### Directions
Nothing in the records should differ when you write them out again.

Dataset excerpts
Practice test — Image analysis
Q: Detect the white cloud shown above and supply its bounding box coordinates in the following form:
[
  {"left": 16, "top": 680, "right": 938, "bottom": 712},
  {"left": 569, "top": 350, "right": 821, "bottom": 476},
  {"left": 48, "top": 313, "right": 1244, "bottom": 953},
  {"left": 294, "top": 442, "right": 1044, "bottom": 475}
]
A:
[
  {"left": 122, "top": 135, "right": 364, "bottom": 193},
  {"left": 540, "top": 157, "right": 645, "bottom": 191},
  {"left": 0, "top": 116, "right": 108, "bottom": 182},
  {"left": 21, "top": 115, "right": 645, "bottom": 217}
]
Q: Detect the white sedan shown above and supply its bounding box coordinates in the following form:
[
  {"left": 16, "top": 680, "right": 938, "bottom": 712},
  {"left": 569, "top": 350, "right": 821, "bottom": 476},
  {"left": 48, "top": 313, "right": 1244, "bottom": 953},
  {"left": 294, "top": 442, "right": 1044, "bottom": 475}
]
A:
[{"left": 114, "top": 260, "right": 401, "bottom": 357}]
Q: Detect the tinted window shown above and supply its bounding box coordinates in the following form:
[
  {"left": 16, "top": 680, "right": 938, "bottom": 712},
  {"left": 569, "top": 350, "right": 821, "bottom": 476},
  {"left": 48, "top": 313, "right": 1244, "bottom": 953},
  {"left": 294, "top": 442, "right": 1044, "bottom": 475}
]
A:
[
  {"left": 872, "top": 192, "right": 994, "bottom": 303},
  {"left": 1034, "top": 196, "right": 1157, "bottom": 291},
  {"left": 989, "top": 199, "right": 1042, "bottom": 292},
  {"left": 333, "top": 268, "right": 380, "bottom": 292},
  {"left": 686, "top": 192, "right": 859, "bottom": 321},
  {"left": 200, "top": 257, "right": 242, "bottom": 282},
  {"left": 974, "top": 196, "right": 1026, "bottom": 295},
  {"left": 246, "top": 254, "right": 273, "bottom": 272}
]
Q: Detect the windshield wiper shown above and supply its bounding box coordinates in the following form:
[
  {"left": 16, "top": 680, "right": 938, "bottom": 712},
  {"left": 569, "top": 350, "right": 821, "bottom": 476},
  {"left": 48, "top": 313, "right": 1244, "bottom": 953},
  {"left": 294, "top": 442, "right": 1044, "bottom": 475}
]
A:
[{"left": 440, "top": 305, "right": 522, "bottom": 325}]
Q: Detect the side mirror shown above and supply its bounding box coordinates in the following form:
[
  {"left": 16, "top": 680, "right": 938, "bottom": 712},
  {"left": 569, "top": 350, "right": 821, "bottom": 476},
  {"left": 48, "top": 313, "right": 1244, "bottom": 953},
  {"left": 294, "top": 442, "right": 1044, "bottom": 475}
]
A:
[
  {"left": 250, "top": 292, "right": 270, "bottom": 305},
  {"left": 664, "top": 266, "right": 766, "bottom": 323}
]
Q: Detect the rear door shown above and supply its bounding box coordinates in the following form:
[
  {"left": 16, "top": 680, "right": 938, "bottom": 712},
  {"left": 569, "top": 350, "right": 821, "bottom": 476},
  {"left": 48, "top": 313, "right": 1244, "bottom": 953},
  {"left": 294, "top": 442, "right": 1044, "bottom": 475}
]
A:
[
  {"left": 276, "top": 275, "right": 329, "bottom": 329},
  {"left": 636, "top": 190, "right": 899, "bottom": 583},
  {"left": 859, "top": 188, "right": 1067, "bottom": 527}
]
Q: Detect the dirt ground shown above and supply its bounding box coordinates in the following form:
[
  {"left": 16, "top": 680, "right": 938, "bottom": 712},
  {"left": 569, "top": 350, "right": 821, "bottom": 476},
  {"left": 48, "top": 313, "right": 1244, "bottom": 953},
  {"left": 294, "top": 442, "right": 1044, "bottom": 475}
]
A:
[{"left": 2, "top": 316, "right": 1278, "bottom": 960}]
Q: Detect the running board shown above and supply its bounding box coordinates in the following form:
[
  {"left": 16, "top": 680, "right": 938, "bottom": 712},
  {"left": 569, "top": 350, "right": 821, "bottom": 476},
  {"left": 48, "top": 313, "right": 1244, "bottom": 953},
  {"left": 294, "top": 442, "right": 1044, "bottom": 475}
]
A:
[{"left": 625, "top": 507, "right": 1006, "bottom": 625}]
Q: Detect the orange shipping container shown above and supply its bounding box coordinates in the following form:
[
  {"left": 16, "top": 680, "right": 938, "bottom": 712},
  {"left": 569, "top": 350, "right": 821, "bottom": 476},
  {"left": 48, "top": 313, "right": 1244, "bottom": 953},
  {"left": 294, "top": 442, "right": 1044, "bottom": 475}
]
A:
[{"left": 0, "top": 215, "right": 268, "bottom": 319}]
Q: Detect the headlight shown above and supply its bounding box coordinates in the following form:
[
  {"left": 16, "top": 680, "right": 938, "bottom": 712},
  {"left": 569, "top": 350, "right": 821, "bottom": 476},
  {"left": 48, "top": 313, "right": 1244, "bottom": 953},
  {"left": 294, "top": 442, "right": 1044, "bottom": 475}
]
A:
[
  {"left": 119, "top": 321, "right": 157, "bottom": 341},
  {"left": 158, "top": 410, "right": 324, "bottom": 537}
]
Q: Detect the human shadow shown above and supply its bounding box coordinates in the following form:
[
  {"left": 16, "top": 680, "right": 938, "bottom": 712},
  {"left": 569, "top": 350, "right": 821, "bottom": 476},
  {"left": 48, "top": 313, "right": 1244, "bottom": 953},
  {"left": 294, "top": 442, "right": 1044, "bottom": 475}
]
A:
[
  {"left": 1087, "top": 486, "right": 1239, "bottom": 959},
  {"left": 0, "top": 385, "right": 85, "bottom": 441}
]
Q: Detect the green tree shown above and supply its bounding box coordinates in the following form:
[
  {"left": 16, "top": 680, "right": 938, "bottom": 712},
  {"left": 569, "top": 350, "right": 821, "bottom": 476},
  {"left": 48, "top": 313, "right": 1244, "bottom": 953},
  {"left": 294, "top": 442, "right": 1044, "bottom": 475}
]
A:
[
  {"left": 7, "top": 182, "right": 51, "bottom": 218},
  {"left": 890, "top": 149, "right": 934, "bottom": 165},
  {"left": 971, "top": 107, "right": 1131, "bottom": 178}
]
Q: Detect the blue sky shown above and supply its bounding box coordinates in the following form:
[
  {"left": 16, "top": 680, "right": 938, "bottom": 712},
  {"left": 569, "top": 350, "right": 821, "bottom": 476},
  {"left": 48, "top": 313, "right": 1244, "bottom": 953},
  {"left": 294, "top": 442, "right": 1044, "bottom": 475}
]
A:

### Answer
Practice test — Image analysis
Q: Detect the white cloud shown above and supply its bounding box coordinates in the following form:
[
  {"left": 16, "top": 680, "right": 938, "bottom": 712},
  {"left": 569, "top": 350, "right": 821, "bottom": 476},
  {"left": 48, "top": 313, "right": 1244, "bottom": 953},
  {"left": 294, "top": 442, "right": 1044, "bottom": 475}
]
A:
[
  {"left": 122, "top": 135, "right": 364, "bottom": 193},
  {"left": 540, "top": 157, "right": 645, "bottom": 191},
  {"left": 0, "top": 116, "right": 108, "bottom": 182},
  {"left": 21, "top": 115, "right": 645, "bottom": 217}
]
Q: Detect the white sedan shown above and supply its bounding box coordinates in the following form:
[
  {"left": 16, "top": 680, "right": 938, "bottom": 712},
  {"left": 569, "top": 350, "right": 821, "bottom": 476},
  {"left": 48, "top": 313, "right": 1244, "bottom": 953},
  {"left": 294, "top": 442, "right": 1044, "bottom": 475}
]
A:
[{"left": 114, "top": 260, "right": 401, "bottom": 357}]
Q: Detect the tinted window shown above and supply its bounding box coordinates in the following form:
[
  {"left": 16, "top": 680, "right": 938, "bottom": 712},
  {"left": 569, "top": 350, "right": 821, "bottom": 476},
  {"left": 48, "top": 313, "right": 1244, "bottom": 953},
  {"left": 294, "top": 442, "right": 1044, "bottom": 475}
]
A:
[
  {"left": 872, "top": 192, "right": 994, "bottom": 303},
  {"left": 1034, "top": 196, "right": 1157, "bottom": 291},
  {"left": 989, "top": 199, "right": 1042, "bottom": 292},
  {"left": 333, "top": 268, "right": 380, "bottom": 292},
  {"left": 686, "top": 192, "right": 859, "bottom": 321},
  {"left": 200, "top": 257, "right": 242, "bottom": 282},
  {"left": 974, "top": 196, "right": 1026, "bottom": 295},
  {"left": 246, "top": 254, "right": 273, "bottom": 272}
]
Q: Detect the windshield wiper shown above and supply its bounding box coordinates in the following form:
[
  {"left": 16, "top": 680, "right": 938, "bottom": 712},
  {"left": 569, "top": 350, "right": 821, "bottom": 476},
  {"left": 48, "top": 313, "right": 1244, "bottom": 953},
  {"left": 294, "top": 442, "right": 1044, "bottom": 475}
]
A:
[{"left": 440, "top": 305, "right": 522, "bottom": 325}]
Q: Detect the side mirror shown above and supply its bounding box coordinates in the following form:
[
  {"left": 16, "top": 680, "right": 938, "bottom": 712},
  {"left": 569, "top": 350, "right": 821, "bottom": 476},
  {"left": 48, "top": 313, "right": 1244, "bottom": 953},
  {"left": 294, "top": 442, "right": 1044, "bottom": 475}
]
A:
[
  {"left": 250, "top": 292, "right": 270, "bottom": 305},
  {"left": 664, "top": 266, "right": 766, "bottom": 323}
]
Q: Detect the rear door shown above and supply its bounding box coordinates in the following form:
[
  {"left": 16, "top": 680, "right": 938, "bottom": 712},
  {"left": 569, "top": 350, "right": 821, "bottom": 476},
  {"left": 48, "top": 313, "right": 1244, "bottom": 953},
  {"left": 294, "top": 442, "right": 1044, "bottom": 475}
]
A:
[
  {"left": 276, "top": 275, "right": 329, "bottom": 329},
  {"left": 636, "top": 190, "right": 899, "bottom": 583},
  {"left": 859, "top": 188, "right": 1067, "bottom": 527}
]
Q: Detect the dirt ground shown above and supply its bounding box coordinates in the following form:
[
  {"left": 16, "top": 680, "right": 938, "bottom": 712},
  {"left": 569, "top": 350, "right": 821, "bottom": 476},
  {"left": 48, "top": 313, "right": 1244, "bottom": 953},
  {"left": 294, "top": 442, "right": 1044, "bottom": 475}
]
A:
[{"left": 2, "top": 316, "right": 1278, "bottom": 960}]
Q: Detect the running board shown above and supply its bounding box coordinates in the following form:
[
  {"left": 16, "top": 680, "right": 938, "bottom": 712},
  {"left": 569, "top": 350, "right": 821, "bottom": 476},
  {"left": 48, "top": 313, "right": 1244, "bottom": 953},
  {"left": 294, "top": 442, "right": 1044, "bottom": 475}
]
A:
[{"left": 625, "top": 507, "right": 1006, "bottom": 625}]
Q: Detect the orange shipping container shown above and supply its bounding box coordinates in the following form:
[
  {"left": 16, "top": 680, "right": 938, "bottom": 712},
  {"left": 569, "top": 350, "right": 821, "bottom": 476},
  {"left": 48, "top": 313, "right": 1244, "bottom": 953},
  {"left": 294, "top": 442, "right": 1044, "bottom": 475}
]
A:
[{"left": 0, "top": 215, "right": 268, "bottom": 319}]
Q: Detect the headlight shown above and supply its bounding box coordinates in the following form:
[
  {"left": 16, "top": 680, "right": 938, "bottom": 712},
  {"left": 569, "top": 350, "right": 821, "bottom": 476},
  {"left": 48, "top": 313, "right": 1244, "bottom": 953},
  {"left": 294, "top": 442, "right": 1044, "bottom": 475}
]
A:
[
  {"left": 119, "top": 321, "right": 157, "bottom": 341},
  {"left": 158, "top": 410, "right": 324, "bottom": 537}
]
Q: Detect the human shadow shown above and supply its bounding box coordinates in the following form:
[
  {"left": 16, "top": 680, "right": 938, "bottom": 712},
  {"left": 569, "top": 350, "right": 821, "bottom": 476},
  {"left": 48, "top": 313, "right": 1244, "bottom": 953},
  {"left": 294, "top": 442, "right": 1044, "bottom": 475}
]
A:
[
  {"left": 1087, "top": 486, "right": 1239, "bottom": 959},
  {"left": 0, "top": 385, "right": 85, "bottom": 441}
]
Q: Detect the green tree shown above and supply its bounding box coordinates in the following form:
[
  {"left": 16, "top": 680, "right": 938, "bottom": 712},
  {"left": 569, "top": 350, "right": 821, "bottom": 476},
  {"left": 48, "top": 313, "right": 1244, "bottom": 953},
  {"left": 294, "top": 442, "right": 1044, "bottom": 475}
]
A:
[
  {"left": 7, "top": 182, "right": 51, "bottom": 218},
  {"left": 890, "top": 149, "right": 934, "bottom": 165},
  {"left": 971, "top": 107, "right": 1131, "bottom": 178}
]
Q: Detect the blue sky shown above and supply its bounding box coordinates in the following form:
[
  {"left": 16, "top": 680, "right": 938, "bottom": 712},
  {"left": 569, "top": 350, "right": 821, "bottom": 476},
  {"left": 48, "top": 313, "right": 1244, "bottom": 953},
  {"left": 294, "top": 442, "right": 1044, "bottom": 475}
]
A:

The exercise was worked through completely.